▸ Task to carry out
Copy each of the records below line for line, changing nothing.
########################################
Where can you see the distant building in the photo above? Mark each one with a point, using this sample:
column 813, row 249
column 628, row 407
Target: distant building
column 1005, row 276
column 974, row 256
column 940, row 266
########################################
▸ Result
Where can you see the distant building in the photo above? Mark each one with a point, using this sample:
column 813, row 249
column 628, row 407
Target: distant building
column 1005, row 276
column 974, row 256
column 940, row 266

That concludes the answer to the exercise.